▸ **DIRECTIVE**
Starting at the line that has "Question. Identify every instance of the white baseboard" and continuing through the end of the records, switch "hallway" to "corridor". Write those lines out again with everything else left as it is.

[Extracted records]
— Begin —
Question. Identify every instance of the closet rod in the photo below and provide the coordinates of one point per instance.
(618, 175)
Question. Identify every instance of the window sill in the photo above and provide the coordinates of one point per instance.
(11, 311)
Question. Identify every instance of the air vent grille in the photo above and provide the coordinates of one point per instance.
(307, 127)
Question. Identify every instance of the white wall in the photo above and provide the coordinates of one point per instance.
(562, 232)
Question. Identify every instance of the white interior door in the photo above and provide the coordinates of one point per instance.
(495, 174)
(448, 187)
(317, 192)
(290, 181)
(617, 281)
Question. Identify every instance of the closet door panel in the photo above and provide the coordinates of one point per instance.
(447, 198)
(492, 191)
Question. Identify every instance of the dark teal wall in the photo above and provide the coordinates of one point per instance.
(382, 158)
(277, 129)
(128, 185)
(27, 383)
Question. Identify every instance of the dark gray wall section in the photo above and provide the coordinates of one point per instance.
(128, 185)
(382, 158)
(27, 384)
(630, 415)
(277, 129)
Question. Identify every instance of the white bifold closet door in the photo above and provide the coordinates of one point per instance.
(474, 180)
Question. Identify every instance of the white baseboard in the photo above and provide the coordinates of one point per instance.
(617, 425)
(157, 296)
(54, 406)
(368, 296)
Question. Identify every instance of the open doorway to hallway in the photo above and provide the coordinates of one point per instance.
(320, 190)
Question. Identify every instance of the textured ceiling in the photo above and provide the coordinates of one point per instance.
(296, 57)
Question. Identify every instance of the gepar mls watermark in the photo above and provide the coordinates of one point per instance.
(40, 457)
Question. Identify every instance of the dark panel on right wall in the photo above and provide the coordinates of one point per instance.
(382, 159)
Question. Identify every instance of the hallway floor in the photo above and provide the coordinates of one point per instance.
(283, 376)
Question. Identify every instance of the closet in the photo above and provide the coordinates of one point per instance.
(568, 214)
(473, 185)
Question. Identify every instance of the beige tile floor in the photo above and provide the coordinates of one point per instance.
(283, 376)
— End —
▸ **FINAL RESULT**
Question. Identify every instance of the white baseboard in the photo above and provide the coordinates of one point per instance.
(617, 425)
(157, 296)
(54, 406)
(368, 296)
Question. Identify every instance of the open doorway to corridor in the photo above and provide the coordinates of one point per instance.
(320, 190)
Question. Identify every instance of the textured ceiling in the photo above and provide the coordinates of one point per instance.
(296, 57)
Question. Identify every instance of the gepar mls watermark in the photo above and provide the coordinates of one point per instance.
(40, 457)
Question. Identify every instance of the dark panel on right wall in the photo above and provide the coordinates of one point per instance.
(382, 159)
Question. Identify every instance of the corridor floor in the photo above and provide the coordinates of one point per instance.
(283, 376)
Question. Identify every instance of the closet in the photo above and provide the coordinates of one point per instance.
(568, 214)
(473, 185)
Question. Identify every instance of the beige tile floor in the photo above and provide the coordinates of one point per instance.
(283, 376)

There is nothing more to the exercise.